===== Texte
July Jung a à son actif deux films qui se ressemblent beaucoup : dans A girl at my door (2014) comme dans About Kim Sohee, une policière (jouée par la même actrice, Bae Doona) prend sous sa protection une jeune fille persécutée. C’est donc un cinéma très féminin, mais qui ne fait pas de propagande féministe : le sujet de About Kim, c’est les conditions de travail dans notre « société de services ». La mort de l’héroïne, Sohee, n’est pas un féminicide, mais un « sociocide », c’est-à-dire un meurtre social, causé par le système socio-économique, et le film fait un parallèle très net entre le sort de Sohee en centre d’appel et celui de son ami qui empile des colis pour un équivalent d’Amazon, et qui, lui aussi, semble sur le point de craquer.

L’itinéraire qui conduit Sohee au suicide par karoshi est décrit avec une netteté exemplaire : elle est ravie d’avoir décroché un stage et commence son nouveau travail pleine de bonne volonté. Mais on est tout de suite saisi par le caractère inhumain du lieu de travail : on parle de logements-clapiers, ici c’est un bureau-clapier, près de deux dizaines de postes de travail s’entassant sur un petit espace ; chaque poste est uniquement constitué par un ordinateur, agrémenté de post-it ou affichettes rappelant les formules à employer, ou la marche à suivre en cas de situation difficile (exemple : un client coriace). Car, une fois devant son ordinateur, la stagiaire devient elle aussi une machine, qui débite des éléments de langage stéréotypés, quels que soient l’interlocuteur et sa situation.

C’est donc à la lettre un travail aliénant, mais c’est en outre un travail malhonnête : les stagiaires doivent surtout traiter des demandes de résiliation de contrat, non pas en rendant le service demandé, mais en essayant obstinément de « dissuader » le client : on met en avant le coût d’une résiliation anticipée, on fait miroiter d’autres offres avantageuses, on harcèle le client en le rappelant jusqu’à plus de vingt fois, avant de faire droit à sa demande. Cette escroquerie place bien sûr les employées dans des situations pénibles, qu’elles se fassent insulter, y compris sexuellement, ou qu’elles se heurtent à un scepticisme méprisant, ou qu’un client s’effondre, en larmes, lorsqu’il donne pour cause de sa demande la mort d’un enfant.
==========
Recopiez mot pour mot le passage du texte sur le film About Kim Sohee, en commençant par « C’est donc à » et en allant jusqu'à « mort d’un enfant. ». Appuyez-vous uniquement sur le texte.
===== Données disponibles
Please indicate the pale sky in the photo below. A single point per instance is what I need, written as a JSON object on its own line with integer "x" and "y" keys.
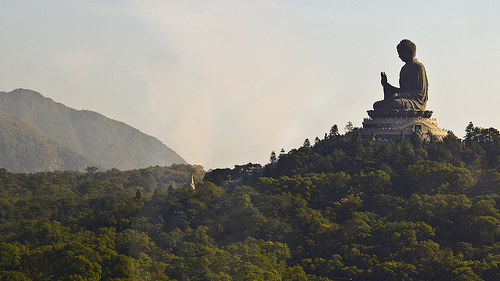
{"x": 225, "y": 82}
==========
• **Exercice terminé**
C’est donc à la lettre un travail aliénant, mais c’est en outre un travail malhonnête : les stagiaires doivent surtout traiter des demandes de résiliation de contrat, non pas en rendant le service demandé, mais en essayant obstinément de « dissuader » le client : on met en avant le coût d’une résiliation anticipée, on fait miroiter d’autres offres avantageuses, on harcèle le client en le rappelant jusqu’à plus de vingt fois, avant de faire droit à sa demande. Cette escroquerie place bien sûr les employées dans des situations pénibles, qu’elles se fassent insulter, y compris sexuellement, ou qu’elles se heurtent à un scepticisme méprisant, ou qu’un client s’effondre, en larmes, lorsqu’il donne pour cause de sa demande la mort d’un enfant.